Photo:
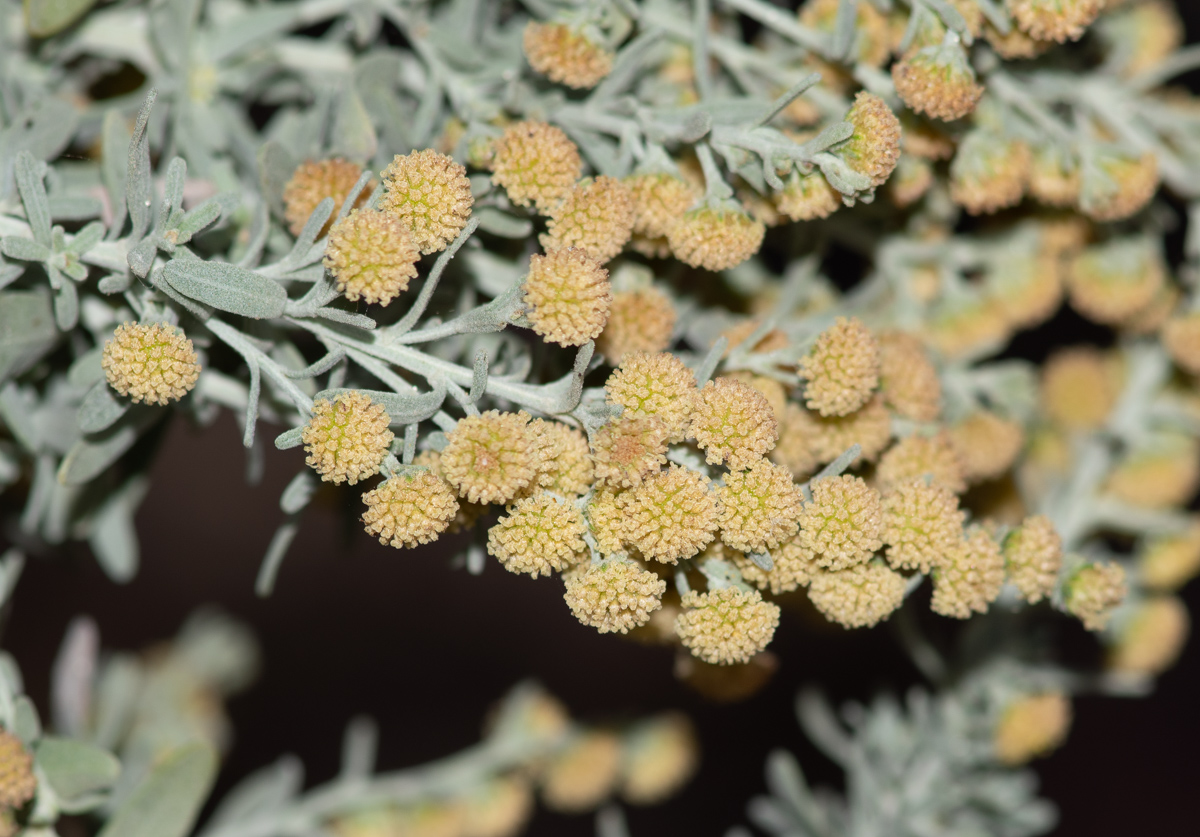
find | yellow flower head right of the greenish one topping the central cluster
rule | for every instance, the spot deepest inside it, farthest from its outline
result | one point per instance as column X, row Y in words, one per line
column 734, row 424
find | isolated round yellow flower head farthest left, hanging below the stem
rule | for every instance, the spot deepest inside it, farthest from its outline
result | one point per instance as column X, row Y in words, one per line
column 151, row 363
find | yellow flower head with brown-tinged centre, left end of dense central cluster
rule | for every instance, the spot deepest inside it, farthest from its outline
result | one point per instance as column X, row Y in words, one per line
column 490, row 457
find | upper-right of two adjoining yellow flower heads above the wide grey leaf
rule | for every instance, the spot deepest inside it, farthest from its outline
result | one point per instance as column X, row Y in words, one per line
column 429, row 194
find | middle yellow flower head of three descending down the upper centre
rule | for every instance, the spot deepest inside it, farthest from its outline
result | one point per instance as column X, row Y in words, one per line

> **PROBLEM TO WORK ON**: Go through the listing above. Show each line where the word "left" is found.

> **COMPLETED TASK**:
find | isolated round yellow flower head farthest left, hanging below the stem
find | yellow flower head with brown-tinged centre, left end of dense central cluster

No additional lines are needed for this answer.